== Exercise input ==
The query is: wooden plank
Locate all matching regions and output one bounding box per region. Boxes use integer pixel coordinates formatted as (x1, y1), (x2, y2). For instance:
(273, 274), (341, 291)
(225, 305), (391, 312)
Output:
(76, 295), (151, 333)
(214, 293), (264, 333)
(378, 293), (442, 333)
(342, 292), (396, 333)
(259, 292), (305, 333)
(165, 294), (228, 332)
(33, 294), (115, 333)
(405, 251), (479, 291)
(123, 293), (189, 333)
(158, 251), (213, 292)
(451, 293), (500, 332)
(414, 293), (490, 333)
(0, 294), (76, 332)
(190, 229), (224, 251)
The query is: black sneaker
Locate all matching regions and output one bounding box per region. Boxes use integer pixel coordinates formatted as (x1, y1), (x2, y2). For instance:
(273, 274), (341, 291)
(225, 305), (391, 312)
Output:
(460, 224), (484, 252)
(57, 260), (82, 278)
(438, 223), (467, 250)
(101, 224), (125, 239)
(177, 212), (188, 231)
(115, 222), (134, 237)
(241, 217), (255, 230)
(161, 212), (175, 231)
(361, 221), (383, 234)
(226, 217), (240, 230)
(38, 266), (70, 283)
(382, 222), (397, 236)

== Stated problem ==
Recast the lines starting at the one containing "The query is: black sneaker" and ending at the final line of the entries as a numbered list, both ends included. Leave out any blank lines.

== Exercise response ==
1. The query is: black sneaker
2. Locate all matching regions and output one bounding box per region. Boxes use integer pixel coordinates formatted as (x1, y1), (x2, y2). For instance:
3. (273, 274), (341, 291)
4. (225, 305), (391, 312)
5. Output:
6. (460, 224), (484, 252)
7. (57, 260), (82, 278)
8. (438, 223), (467, 250)
9. (101, 224), (125, 239)
10. (177, 212), (188, 231)
11. (115, 222), (134, 237)
12. (241, 217), (255, 230)
13. (161, 212), (175, 231)
14. (361, 221), (383, 234)
15. (226, 217), (240, 230)
16. (38, 266), (70, 283)
17. (382, 222), (397, 236)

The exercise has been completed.